§ **Provided text**:
※

The military-civilian parade in Mexico, sullied by the participation of a Russian regiment. The boots and hands of war criminals are stained with blood.

She then asked Mexico´s President Andrés Manuel Lopéz Obrador, or AMLO as he is popularly known:

How coherent is this, Mr. Lopéz Obrador, with your policy of neutrality and condemnation of aggression against my country?

Another Undiplomatic Diplomat

Dramaretska’s comments were widely endorsed and echoed by Mexico’s corporate media outlets and opposition parties. Yet this is not the first time that a contingent of an occupying foreign army has participated in Mexico’s Independence Day parade. In 2014, when Enrique Peña Nieto was president, a US regiment took part in the parade. At the time, the US armed forces were occupying Afghanistan and Iraq, were (and still are) bombarding Syria and,  together with NATO, had just laid waste to Libya. As Hilary Clinton put it, “we came, we saw, he [Gaddafi] died.” Yet not a whimper of protest in the Mexican media.

※

§ **What to do**:
a – Name every person mentioned in the parade passage, in the order they appear.
b – Please repeat the part of the parade passage that begins at the words "She then asked" and stops after the words "against my country?".
The listing comes from a separate source.

§ **Dataset section**:
※

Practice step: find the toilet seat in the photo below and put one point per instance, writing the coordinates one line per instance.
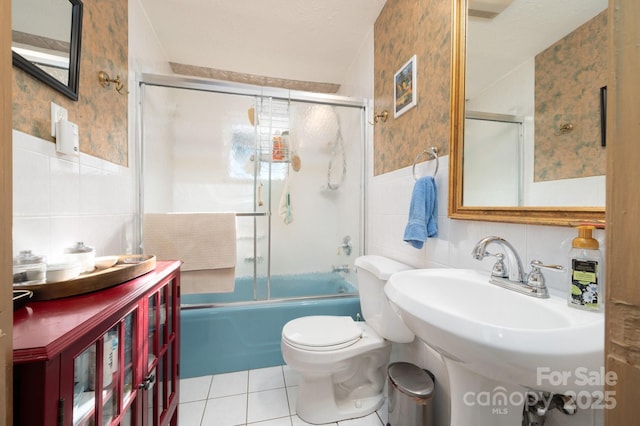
(322, 333)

※

§ **Responses by task**:
a – Andrés Manuel Lopéz Obrador, Dramaretska, Enrique Peña Nieto, Hilary Clinton, Gaddafi

b –
She then asked Mexico´s President Andrés Manuel Lopéz Obrador, or AMLO as he is popularly known:

How coherent is this, Mr. Lopéz Obrador, with your policy of neutrality and condemnation of aggression against my country?